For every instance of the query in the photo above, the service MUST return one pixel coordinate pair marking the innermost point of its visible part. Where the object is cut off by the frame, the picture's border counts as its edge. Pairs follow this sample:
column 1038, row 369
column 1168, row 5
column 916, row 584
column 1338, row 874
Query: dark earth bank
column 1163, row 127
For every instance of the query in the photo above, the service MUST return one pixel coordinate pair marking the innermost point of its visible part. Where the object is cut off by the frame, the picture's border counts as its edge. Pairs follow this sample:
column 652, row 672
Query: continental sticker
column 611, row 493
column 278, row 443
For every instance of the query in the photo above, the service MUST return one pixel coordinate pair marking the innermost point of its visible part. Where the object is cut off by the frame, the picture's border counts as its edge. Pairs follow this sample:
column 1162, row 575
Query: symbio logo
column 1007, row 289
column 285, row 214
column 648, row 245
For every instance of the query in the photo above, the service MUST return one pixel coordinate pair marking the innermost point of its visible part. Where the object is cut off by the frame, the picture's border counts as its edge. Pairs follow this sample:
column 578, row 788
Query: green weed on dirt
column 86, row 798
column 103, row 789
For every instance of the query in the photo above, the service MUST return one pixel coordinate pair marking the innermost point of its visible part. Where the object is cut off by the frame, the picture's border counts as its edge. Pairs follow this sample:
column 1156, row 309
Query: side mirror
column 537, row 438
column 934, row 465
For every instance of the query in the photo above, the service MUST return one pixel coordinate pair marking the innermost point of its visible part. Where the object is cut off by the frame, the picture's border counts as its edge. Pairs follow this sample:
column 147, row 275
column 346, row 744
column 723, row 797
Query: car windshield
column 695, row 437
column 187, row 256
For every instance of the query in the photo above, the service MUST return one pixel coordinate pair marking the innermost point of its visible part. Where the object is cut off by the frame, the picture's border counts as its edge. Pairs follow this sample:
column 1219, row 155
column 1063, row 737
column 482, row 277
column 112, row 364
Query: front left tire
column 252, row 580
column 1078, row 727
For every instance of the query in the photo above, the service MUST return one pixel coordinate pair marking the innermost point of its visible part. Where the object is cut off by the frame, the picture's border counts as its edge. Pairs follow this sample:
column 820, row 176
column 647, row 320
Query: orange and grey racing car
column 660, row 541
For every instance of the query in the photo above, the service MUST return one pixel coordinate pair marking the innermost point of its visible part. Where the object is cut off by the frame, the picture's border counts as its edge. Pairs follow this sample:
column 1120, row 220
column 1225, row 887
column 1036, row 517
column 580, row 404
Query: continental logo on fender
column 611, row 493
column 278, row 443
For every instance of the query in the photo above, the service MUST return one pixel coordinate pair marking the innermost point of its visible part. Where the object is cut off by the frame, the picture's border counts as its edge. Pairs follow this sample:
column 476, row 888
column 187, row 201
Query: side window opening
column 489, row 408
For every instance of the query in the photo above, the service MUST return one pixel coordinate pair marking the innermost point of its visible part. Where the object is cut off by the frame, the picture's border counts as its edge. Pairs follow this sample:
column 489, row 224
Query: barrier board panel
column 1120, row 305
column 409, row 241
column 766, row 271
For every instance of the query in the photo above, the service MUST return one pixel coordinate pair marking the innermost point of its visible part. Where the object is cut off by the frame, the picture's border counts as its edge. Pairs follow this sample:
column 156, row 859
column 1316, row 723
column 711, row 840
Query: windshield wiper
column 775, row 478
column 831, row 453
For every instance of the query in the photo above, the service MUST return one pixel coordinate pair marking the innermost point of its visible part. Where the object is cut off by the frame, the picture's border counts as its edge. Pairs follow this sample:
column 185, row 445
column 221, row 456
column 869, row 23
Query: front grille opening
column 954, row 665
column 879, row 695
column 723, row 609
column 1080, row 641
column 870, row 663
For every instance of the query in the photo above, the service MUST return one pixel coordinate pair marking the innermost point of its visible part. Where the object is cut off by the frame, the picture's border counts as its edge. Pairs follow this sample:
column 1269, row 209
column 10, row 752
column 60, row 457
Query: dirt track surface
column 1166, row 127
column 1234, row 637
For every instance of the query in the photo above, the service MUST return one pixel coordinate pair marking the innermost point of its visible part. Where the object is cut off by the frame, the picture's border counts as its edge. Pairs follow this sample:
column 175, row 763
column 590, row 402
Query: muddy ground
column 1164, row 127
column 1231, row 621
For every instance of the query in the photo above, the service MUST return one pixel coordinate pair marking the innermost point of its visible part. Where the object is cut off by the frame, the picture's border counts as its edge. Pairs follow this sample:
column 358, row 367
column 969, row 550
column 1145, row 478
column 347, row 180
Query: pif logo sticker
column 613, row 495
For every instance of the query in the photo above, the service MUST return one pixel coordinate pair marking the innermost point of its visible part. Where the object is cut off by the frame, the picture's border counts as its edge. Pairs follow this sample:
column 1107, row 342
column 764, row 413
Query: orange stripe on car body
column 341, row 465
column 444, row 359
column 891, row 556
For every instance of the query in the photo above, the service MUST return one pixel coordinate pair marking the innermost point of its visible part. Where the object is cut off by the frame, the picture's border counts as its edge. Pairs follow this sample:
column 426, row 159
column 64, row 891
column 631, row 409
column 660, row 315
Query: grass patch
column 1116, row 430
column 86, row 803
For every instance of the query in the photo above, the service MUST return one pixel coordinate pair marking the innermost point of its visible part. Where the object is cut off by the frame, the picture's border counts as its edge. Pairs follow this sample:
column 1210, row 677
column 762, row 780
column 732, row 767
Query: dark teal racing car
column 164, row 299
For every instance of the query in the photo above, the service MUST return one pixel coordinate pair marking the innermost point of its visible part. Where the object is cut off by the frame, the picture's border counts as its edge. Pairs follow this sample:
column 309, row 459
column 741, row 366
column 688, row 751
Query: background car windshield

····················

Please reproduce all of the data above word for word, with no changes.

Exercise result:
For every instance of the query in the photo above, the service MUST return one pixel coordinate pair marking the innermost point of its visible part. Where the object is cut off by the frame, the picture's border counts as its edge. Pairs follow this sample:
column 1038, row 369
column 1168, row 5
column 916, row 584
column 1338, row 874
Query: dark earth bank
column 1163, row 127
For every instance of the query in the photo above, the service MUST return one pixel coordinate pair marking the innermost point of its visible part. Where the object is cut off by the frame, the picture's border counts as its edge. Pairs follow this sample:
column 652, row 672
Query: continental sticker
column 611, row 493
column 278, row 443
For every instance of the query in the photo above, the service MUST return one pixel coordinate pair marking the innermost point of its visible part. Where the object is cut off by the frame, the picture's border counts as its edge. Pairs follow this sample:
column 1162, row 575
Query: symbio logo
column 1007, row 289
column 285, row 214
column 648, row 245
For every instance of the query in the photo above, the service MUST return one pixel coordinate pair marking the innermost point of its visible part. Where the object is cut off by the frame, the picture's border counts as its edge. Pairs follow this sample:
column 578, row 788
Query: green weed on dirt
column 86, row 798
column 103, row 789
For every instance of the query in the photo above, the service MUST return one pixel coordinate pair marking the innermost point of its visible part. Where the object is cut off by the frame, the picture's border counts as its edge. Pairs follow this sample:
column 1156, row 309
Query: side mirror
column 537, row 438
column 934, row 465
For every instance of the query in the photo above, the service MUST return one pixel coordinate pair marking the innermost point of its visible part. Where the object is cut off by the frame, the picture's border counts as its edge. Pairs follow this sample:
column 147, row 275
column 346, row 744
column 723, row 797
Query: car windshield
column 695, row 437
column 187, row 256
For every instance of the query in the photo above, the service MUST return one pixel coordinate pair marking the innermost point of its visible part. Where the object is cut off by the frame, the picture's border counts as its edge. Pairs follow this sample:
column 1219, row 155
column 1063, row 737
column 482, row 277
column 112, row 364
Query: front left tire
column 252, row 580
column 1078, row 727
For every instance of the query in the photo above, the service MUST return one pixel coordinate pair marking the innermost point of its visible part. Where the object is cut off by the frame, the picture's border counts as its edge. Pairs follow this sample:
column 820, row 176
column 647, row 320
Query: orange and grey racing car
column 660, row 541
For every instance of the query in the photo above, the service MUST return one pixel coordinate pair marking the innermost point of its visible part. Where the object is cut off by the frame, the picture's border counts as its edge. Pairs follow this sample:
column 1120, row 220
column 1225, row 887
column 1036, row 517
column 580, row 404
Query: continental logo on fender
column 611, row 493
column 278, row 443
For every instance of the query in the photo above, the service MUST return one pixel coordinate pair marking the innermost point of its visible part. Where the object is cut off by the frame, the picture's border counts as its edge. Pairs follow this sample:
column 476, row 888
column 187, row 201
Query: side window opening
column 489, row 408
For every instance of the query in the photo above, the service MUST return one pixel coordinate pair marking the innermost point of its visible part. Where the object is cut off by the frame, the picture's border counts as its edge. Pairs follow this sample:
column 489, row 224
Query: barrier board panel
column 1120, row 305
column 409, row 241
column 766, row 271
For every instance of the query in the photo above, the service MUST return one pixel coordinate pair marking the innermost point of its visible part. Where the object is cut off by the frame, the picture's border counts as its edge. Pairs follow this sample:
column 156, row 859
column 1316, row 723
column 711, row 840
Query: windshield wiper
column 775, row 478
column 831, row 453
For every instance of the query in the photo above, the service MUST return one pixel coordinate pair marking the innermost point of its visible part. Where the object is cut off by the frame, the picture's border counts as its edge. Pairs follow this sample:
column 185, row 445
column 221, row 456
column 869, row 23
Query: front grille opening
column 954, row 665
column 879, row 695
column 723, row 609
column 1080, row 641
column 870, row 663
For every instance of the query in the photo above, the service MUST return one pixel coordinate pair marking the innermost point of its visible part. Where the object is cut off by the frame, the picture's border counts as its edge. Pairs follow this sample:
column 1269, row 209
column 10, row 752
column 60, row 457
Query: dirt track surface
column 1166, row 127
column 1234, row 637
For every instance of the query in the photo above, the service MUST return one pixel coordinate pair marking the innermost point of its visible part. Where the object is cut off by the frame, the picture's border counts as its edge. Pairs follow this sample:
column 175, row 763
column 590, row 402
Query: muddy ground
column 1164, row 127
column 1231, row 621
For every instance of the query in the photo above, the service MUST return one pixel coordinate pair marking the innermost point of its visible part. Where the object is cut off by the frame, the picture's border counts as its edge. Pairs follow this sample:
column 358, row 367
column 969, row 550
column 1145, row 478
column 347, row 180
Query: pif logo sticker
column 613, row 495
For every instance of the query in the photo above, the service MUST return one pixel coordinate pair marking the innermost point of its visible part. Where the object is cut off by the frame, the picture's border counts as its edge. Pairs follow this sample:
column 1107, row 342
column 764, row 413
Query: orange stripe on car body
column 341, row 465
column 444, row 359
column 891, row 556
For every instance of the query in the photo above, the service MUST return one pixel coordinate pair marking the innermost point of its visible part. Where the object is cut off by the frame, the picture's border counts as its edge. Pairs follow this sample:
column 426, row 159
column 64, row 891
column 631, row 409
column 660, row 315
Query: grass patch
column 1116, row 430
column 86, row 803
For every instance of the query in the photo above, the service MUST return one pixel coordinate pair marking the innermost point of its visible part. Where the object is cut off by the frame, the picture's border counts as its edge. Pairs follow this sample:
column 1210, row 677
column 762, row 780
column 732, row 767
Query: dark teal racing car
column 164, row 299
For every instance of the query in the photo above, the service MUST return one pixel coordinate pair marking the innermost point of its visible part. Where the object is cut off by the frame, the picture's border counts as its edge. Pairs follow this sample:
column 309, row 459
column 741, row 366
column 688, row 751
Query: background car windshield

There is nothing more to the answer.